## Passage

--- START ---

Find the minimum number of coins that sum to a target. Snowflake asks this as the canonical 1D unbounded-knapsack — relevant to choosing min-cost combinations of cached vs cold partitions.

By Alex Chen, Founder, InterviewChamp.AI · Last verified

Source citations

Public interview reports confirming this problem appears in Snowflake loops.

  • Glassdoor (2026-Q1)Snowflake compiler-team uses this for cost-DP discussion.
  • LeetCode Discuss (2025-12)Recurring at Snowflake SDE-I onsites.

Problem

You are given an integer array coins representing coins of different denominations and an integer amount representing a total amount of money. Return the fewest number of coins that you need to make up that amount. If that amount of money cannot be made up by any combination of the coins, return -1. You may assume that you have an infinite number of each kind of coin.

Constraints

  • 1 <= coins.length <= 12
  • 1 <= coins[i] <= 2^31 - 1
  • 0 <= amount <= 10^4

Examples

Example 1

Input
coins = [1,2,5], amount = 11
Output
3

Explanation: 11 = 5 + 5 + 1

Example 2

Input
coins = [2], amount = 3
Output
-1

Example 3

Input
coins = [1], amount = 0
Output
0

Approaches

1. Greedy (broken)

Use the largest coin as much as possible.

Time
O(coins * amount)
Space
O(1)
// outline only — broken for inputs like coins = [1, 3, 4], amount = 6 (greedy gives 3, optimal is 2).

Tradeoff: Greedy is incorrect for arbitrary coin sets. Mention to reject.

2. Bottom-up DP (optimal)

dp[a] = min coins to make amount a. dp[a] = 1 + min over coin c of dp[a - c]. Base dp[0] = 0; init others to Infinity.

--- END ---

## Data extracts
--- START ---

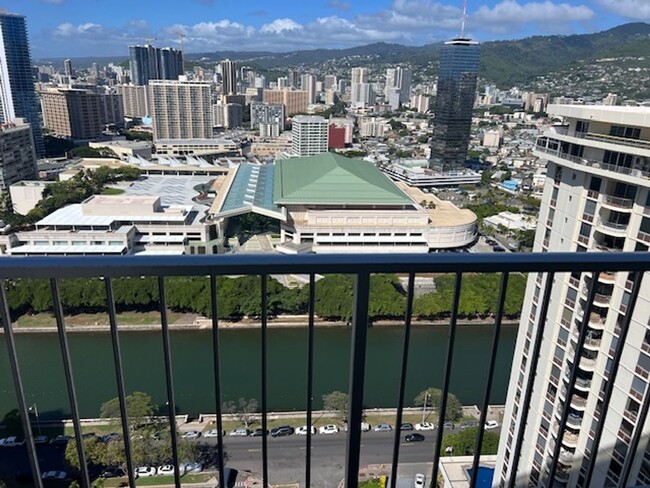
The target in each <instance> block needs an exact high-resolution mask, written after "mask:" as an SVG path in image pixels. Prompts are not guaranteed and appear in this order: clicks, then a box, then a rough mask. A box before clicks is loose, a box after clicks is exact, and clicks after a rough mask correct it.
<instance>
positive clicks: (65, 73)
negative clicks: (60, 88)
mask: <svg viewBox="0 0 650 488" xmlns="http://www.w3.org/2000/svg"><path fill="white" fill-rule="evenodd" d="M63 72H64V73H65V75H66V76H67V77H69V78H72V76H73V75H74V71H72V60H71V59H66V60H64V61H63Z"/></svg>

--- END ---

## Work task
Proceed with the coin change write-up, starting after its last sentence. The material has no connection to the coin change text.

## Result
Time
O(amount * coins.length)
Space
O(amount)
function coinChange(coins, amount) {
  const dp = new Array(amount + 1).fill(Infinity);
  dp[0] = 0;
  for (let a = 1; a <= amount; a++) {
    for (const c of coins) {
      if (c <= a && dp[a - c] !== Infinity) {
        dp[a] = Math.min(dp[a], dp[a - c] + 1);
      }
    }
  }
  return dp[amount] === Infinity ? -1 : dp[amount];
}

Tradeoff: Unbounded-knapsack DP. The outer loop on amount + inner on coins ensures we consider all coin choices for each subamount.

Snowflake-specific tips

Snowflake interviewers want the DP recurrence stated cleanly: dp[a] = 1 + min(dp[a-c] for c in coins where c <= a). Bonus signal: pivot to cost DP for plan selection — choosing between alternative subplans with different costs is the same min-DP shape.

Common mistakes

  • Initializing dp[0] = -1 (the 'not found' sentinel) — must be 0 for the base case.
  • Using Infinity but forgetting to check before treating dp[a-c] as a valid number.
  • Trying greedy without proving optimality for the coin set.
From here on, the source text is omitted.